--- The task ---
Count the lines in the records that contain the string "woman", treating uppercase and lowercase as different. Reply with the number only.

--- Dataset rows ---
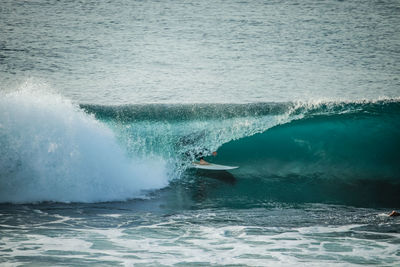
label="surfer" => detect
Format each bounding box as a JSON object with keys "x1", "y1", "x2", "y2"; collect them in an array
[
  {"x1": 389, "y1": 210, "x2": 400, "y2": 217},
  {"x1": 199, "y1": 151, "x2": 217, "y2": 165}
]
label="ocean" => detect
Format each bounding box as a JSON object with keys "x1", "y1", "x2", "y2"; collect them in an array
[{"x1": 0, "y1": 0, "x2": 400, "y2": 266}]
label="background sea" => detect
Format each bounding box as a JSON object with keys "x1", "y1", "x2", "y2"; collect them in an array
[{"x1": 0, "y1": 0, "x2": 400, "y2": 266}]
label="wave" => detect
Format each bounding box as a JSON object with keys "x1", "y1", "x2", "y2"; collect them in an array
[
  {"x1": 0, "y1": 89, "x2": 168, "y2": 203},
  {"x1": 0, "y1": 82, "x2": 400, "y2": 203}
]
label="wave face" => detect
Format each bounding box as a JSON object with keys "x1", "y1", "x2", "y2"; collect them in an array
[
  {"x1": 0, "y1": 86, "x2": 400, "y2": 203},
  {"x1": 0, "y1": 88, "x2": 168, "y2": 203},
  {"x1": 81, "y1": 99, "x2": 400, "y2": 207}
]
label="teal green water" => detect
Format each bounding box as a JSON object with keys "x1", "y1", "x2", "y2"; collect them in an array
[{"x1": 0, "y1": 0, "x2": 400, "y2": 266}]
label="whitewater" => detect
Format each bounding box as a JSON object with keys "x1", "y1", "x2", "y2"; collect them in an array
[{"x1": 0, "y1": 0, "x2": 400, "y2": 266}]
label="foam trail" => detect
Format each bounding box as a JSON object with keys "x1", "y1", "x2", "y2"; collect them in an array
[{"x1": 0, "y1": 85, "x2": 168, "y2": 203}]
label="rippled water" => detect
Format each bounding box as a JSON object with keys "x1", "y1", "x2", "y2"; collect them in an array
[{"x1": 0, "y1": 0, "x2": 400, "y2": 266}]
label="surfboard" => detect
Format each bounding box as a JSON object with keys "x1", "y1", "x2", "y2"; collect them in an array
[{"x1": 192, "y1": 162, "x2": 239, "y2": 171}]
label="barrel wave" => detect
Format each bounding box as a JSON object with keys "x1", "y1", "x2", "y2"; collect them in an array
[{"x1": 0, "y1": 86, "x2": 400, "y2": 206}]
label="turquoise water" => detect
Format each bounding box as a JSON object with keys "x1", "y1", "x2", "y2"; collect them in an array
[{"x1": 0, "y1": 0, "x2": 400, "y2": 266}]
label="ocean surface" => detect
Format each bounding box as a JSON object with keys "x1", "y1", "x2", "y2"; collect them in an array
[{"x1": 0, "y1": 0, "x2": 400, "y2": 266}]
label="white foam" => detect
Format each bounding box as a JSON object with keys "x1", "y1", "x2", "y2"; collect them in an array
[{"x1": 0, "y1": 84, "x2": 168, "y2": 203}]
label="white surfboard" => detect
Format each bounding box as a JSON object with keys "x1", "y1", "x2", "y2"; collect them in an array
[{"x1": 192, "y1": 162, "x2": 239, "y2": 171}]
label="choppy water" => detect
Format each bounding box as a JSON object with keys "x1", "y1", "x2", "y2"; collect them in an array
[{"x1": 0, "y1": 0, "x2": 400, "y2": 266}]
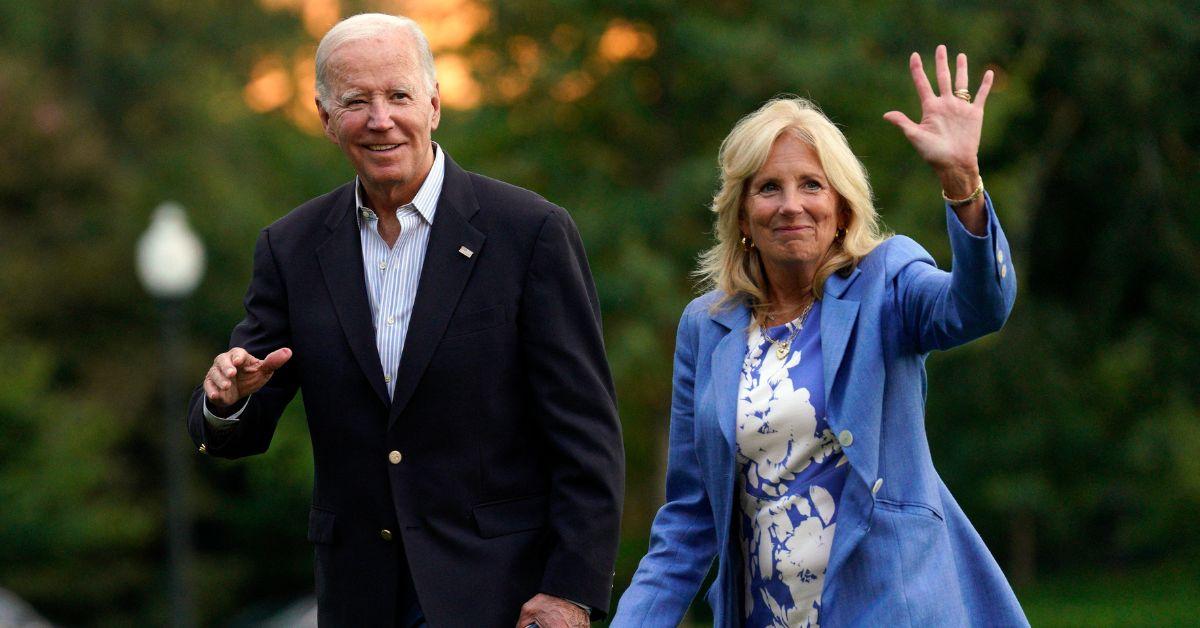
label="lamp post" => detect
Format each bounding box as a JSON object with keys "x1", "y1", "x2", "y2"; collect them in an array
[{"x1": 137, "y1": 202, "x2": 204, "y2": 628}]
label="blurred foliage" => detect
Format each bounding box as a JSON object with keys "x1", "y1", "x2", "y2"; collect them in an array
[{"x1": 0, "y1": 0, "x2": 1200, "y2": 626}]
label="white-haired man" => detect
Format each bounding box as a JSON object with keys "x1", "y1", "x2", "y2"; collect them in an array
[{"x1": 188, "y1": 14, "x2": 624, "y2": 628}]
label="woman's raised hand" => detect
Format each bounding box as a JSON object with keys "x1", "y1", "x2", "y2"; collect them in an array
[{"x1": 883, "y1": 46, "x2": 992, "y2": 198}]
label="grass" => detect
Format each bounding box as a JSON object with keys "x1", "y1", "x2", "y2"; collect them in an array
[{"x1": 1018, "y1": 564, "x2": 1200, "y2": 628}]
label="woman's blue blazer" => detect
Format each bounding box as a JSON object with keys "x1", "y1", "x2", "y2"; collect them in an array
[{"x1": 612, "y1": 199, "x2": 1028, "y2": 627}]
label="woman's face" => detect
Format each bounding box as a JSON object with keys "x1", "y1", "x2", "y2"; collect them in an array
[{"x1": 739, "y1": 132, "x2": 845, "y2": 280}]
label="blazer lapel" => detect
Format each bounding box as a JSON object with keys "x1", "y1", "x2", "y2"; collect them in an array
[
  {"x1": 709, "y1": 304, "x2": 750, "y2": 451},
  {"x1": 317, "y1": 184, "x2": 388, "y2": 405},
  {"x1": 821, "y1": 268, "x2": 862, "y2": 401},
  {"x1": 388, "y1": 155, "x2": 486, "y2": 429}
]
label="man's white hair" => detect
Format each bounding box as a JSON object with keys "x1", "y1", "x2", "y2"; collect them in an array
[{"x1": 317, "y1": 13, "x2": 438, "y2": 109}]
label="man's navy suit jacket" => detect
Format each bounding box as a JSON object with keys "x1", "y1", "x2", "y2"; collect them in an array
[{"x1": 187, "y1": 156, "x2": 624, "y2": 628}]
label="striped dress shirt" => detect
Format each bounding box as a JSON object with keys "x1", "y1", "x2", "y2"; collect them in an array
[
  {"x1": 204, "y1": 143, "x2": 446, "y2": 430},
  {"x1": 354, "y1": 144, "x2": 445, "y2": 397}
]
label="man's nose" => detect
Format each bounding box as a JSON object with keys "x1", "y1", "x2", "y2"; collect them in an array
[{"x1": 367, "y1": 100, "x2": 396, "y2": 131}]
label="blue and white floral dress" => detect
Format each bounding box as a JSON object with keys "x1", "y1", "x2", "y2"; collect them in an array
[{"x1": 737, "y1": 301, "x2": 850, "y2": 627}]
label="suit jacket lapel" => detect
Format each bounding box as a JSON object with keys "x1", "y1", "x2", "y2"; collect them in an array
[
  {"x1": 317, "y1": 183, "x2": 388, "y2": 405},
  {"x1": 821, "y1": 268, "x2": 862, "y2": 403},
  {"x1": 388, "y1": 155, "x2": 486, "y2": 429},
  {"x1": 709, "y1": 304, "x2": 750, "y2": 453}
]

--- Expected output ---
3